Give only the lines from the one containing "Every instance of the bell" through the end of the material below, exactly as written.

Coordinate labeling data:
--
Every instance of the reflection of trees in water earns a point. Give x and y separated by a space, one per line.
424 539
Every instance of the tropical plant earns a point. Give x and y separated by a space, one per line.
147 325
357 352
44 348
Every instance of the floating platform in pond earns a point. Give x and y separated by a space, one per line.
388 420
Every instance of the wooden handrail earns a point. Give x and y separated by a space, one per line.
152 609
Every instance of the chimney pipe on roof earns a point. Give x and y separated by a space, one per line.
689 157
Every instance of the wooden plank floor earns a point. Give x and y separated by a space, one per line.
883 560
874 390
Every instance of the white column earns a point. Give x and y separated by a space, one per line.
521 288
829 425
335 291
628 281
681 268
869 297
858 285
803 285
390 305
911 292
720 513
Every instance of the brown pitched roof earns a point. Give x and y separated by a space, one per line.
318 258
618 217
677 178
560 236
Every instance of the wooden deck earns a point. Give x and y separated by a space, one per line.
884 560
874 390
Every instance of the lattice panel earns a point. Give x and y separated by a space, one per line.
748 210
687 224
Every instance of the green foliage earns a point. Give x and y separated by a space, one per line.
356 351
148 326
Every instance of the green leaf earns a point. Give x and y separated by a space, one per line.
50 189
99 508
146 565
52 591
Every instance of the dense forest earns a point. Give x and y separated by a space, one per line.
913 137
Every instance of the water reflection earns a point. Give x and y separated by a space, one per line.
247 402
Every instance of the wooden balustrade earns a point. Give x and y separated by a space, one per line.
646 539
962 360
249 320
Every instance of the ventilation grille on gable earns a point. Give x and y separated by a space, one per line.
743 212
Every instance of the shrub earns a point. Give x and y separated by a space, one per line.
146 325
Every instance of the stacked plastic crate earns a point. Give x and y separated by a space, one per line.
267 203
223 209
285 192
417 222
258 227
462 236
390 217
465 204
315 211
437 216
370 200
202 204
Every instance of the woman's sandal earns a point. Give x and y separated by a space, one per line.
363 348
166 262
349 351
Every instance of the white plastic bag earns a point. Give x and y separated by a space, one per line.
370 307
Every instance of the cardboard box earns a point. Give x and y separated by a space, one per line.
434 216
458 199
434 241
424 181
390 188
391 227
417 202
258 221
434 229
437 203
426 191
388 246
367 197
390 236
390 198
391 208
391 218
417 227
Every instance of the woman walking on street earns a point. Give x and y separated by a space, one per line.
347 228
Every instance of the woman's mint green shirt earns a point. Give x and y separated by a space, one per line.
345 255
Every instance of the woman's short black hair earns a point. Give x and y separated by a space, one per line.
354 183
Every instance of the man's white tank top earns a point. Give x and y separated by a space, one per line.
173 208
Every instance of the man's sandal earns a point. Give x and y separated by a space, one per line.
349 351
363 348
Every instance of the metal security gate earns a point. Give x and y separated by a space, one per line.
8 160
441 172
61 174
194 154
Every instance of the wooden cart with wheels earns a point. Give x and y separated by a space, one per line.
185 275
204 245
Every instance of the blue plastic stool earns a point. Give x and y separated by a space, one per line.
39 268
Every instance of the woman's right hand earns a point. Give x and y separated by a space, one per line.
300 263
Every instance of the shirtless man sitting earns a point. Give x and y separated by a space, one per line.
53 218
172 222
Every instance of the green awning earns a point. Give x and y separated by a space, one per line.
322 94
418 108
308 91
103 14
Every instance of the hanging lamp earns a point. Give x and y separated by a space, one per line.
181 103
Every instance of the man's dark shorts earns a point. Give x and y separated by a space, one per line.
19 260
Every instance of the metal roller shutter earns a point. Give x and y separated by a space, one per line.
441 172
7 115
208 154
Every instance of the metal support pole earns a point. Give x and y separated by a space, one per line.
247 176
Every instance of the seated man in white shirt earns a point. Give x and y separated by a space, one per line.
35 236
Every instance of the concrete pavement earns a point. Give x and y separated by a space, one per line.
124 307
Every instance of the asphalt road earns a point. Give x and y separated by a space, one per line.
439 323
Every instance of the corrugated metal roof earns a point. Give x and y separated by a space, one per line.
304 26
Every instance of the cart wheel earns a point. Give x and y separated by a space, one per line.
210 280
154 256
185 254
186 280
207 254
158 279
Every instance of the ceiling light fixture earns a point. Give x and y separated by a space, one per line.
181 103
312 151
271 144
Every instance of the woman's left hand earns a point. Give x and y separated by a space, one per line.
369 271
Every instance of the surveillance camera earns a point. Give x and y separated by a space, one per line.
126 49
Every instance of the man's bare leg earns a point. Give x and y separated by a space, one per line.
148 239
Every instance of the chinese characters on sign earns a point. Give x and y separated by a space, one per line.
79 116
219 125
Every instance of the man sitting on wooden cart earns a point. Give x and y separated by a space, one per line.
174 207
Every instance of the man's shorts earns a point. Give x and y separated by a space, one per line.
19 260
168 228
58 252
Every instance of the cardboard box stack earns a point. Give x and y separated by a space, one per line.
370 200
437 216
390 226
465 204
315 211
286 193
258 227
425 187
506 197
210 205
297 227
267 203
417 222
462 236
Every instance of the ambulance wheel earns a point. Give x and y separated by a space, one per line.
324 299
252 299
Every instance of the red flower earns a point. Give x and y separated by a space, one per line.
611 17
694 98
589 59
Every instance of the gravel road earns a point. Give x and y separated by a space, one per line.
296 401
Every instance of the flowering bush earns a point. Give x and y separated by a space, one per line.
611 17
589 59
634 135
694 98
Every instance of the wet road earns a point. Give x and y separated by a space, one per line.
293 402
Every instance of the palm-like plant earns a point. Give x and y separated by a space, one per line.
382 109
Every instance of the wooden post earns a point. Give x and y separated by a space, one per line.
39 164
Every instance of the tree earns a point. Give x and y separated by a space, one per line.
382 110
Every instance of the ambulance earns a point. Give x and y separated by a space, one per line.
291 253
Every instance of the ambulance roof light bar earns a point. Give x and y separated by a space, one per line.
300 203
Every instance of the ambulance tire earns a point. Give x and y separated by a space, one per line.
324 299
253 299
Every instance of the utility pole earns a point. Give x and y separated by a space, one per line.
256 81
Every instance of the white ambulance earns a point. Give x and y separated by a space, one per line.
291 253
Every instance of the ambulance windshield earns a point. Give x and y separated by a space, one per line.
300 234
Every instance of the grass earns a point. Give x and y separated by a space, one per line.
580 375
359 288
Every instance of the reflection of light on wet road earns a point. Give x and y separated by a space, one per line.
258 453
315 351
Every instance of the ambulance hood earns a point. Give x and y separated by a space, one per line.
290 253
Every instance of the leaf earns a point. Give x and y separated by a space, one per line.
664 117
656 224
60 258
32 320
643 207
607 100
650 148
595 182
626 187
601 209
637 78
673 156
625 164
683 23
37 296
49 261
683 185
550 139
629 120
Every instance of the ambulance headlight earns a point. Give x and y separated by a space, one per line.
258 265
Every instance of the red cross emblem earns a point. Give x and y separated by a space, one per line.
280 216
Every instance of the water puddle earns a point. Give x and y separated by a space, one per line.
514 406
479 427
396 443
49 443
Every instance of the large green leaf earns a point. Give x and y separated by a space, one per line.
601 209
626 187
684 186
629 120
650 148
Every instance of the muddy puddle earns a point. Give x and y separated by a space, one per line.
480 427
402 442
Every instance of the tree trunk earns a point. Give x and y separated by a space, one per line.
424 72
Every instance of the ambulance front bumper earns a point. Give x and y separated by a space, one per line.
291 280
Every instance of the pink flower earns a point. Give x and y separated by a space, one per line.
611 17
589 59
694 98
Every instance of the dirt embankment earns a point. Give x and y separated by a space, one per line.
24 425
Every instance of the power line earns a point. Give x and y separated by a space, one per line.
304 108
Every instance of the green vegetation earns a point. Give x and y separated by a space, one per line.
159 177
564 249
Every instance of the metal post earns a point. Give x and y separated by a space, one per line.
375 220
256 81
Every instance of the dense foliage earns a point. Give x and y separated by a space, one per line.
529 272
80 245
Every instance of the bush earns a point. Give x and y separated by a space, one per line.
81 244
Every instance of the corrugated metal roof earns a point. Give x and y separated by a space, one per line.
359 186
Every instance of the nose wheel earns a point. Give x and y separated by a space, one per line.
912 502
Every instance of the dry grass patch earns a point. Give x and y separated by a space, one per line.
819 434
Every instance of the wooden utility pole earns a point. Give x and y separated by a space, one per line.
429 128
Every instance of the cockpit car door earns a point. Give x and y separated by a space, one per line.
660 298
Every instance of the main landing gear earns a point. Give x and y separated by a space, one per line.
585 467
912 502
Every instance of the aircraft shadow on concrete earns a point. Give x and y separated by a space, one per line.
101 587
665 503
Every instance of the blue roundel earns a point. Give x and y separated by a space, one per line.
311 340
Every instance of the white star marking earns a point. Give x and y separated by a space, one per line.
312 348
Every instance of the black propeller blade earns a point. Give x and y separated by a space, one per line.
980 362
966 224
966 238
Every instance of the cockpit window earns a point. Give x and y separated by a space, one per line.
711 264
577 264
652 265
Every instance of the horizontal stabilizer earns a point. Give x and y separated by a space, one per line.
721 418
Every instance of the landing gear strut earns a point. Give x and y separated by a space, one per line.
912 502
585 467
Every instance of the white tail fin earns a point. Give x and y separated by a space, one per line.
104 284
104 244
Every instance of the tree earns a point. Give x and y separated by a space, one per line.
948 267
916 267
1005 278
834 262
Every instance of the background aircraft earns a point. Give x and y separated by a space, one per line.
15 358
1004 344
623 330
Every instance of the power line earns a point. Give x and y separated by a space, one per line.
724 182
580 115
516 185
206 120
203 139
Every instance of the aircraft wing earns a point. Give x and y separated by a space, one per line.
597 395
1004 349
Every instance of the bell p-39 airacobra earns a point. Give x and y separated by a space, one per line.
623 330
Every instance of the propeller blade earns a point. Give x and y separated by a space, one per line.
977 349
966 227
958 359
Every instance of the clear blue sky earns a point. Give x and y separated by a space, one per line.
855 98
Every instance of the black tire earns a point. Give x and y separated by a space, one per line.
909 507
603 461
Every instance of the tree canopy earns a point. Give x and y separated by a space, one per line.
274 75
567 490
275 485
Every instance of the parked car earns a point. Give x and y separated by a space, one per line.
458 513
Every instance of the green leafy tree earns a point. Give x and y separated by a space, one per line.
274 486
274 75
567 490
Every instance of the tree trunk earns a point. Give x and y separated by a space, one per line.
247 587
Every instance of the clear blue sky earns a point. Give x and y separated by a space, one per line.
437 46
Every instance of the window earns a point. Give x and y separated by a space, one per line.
--
_Response to the task_.
Every instance of the bell p-39 airacobra earns a point. Give x and y separated by a space, one per line.
623 330
Every instance of the propeller blade earns a point. Give x and y separated by a space, one per line.
977 349
966 227
958 359
Every instance of the clear blue sky earns a point. Give x and y separated by a space, one per line.
855 98
Every instance of the black tire earns a point. Give x and y separated by a space, one per line.
909 507
603 461
Every instance of the tree canopy earns a point. Give x and y separated by a space, one per line.
274 75
567 490
275 485
Every instance of the parked car earns a point. Give x and y separated by a space, one per line.
458 513
Every instance of the green leafy tree earns a point. Give x and y separated by a space, one per line.
274 486
274 75
567 490
Every instance of the tree trunk earns a point. Give x and y separated by a space, one per line.
247 587
Every instance of the clear blue sky earns a point. Give x and y separated by a space, one per line.
437 46
Every instance of the window earns a point. Give x and y separated by a space, one per line.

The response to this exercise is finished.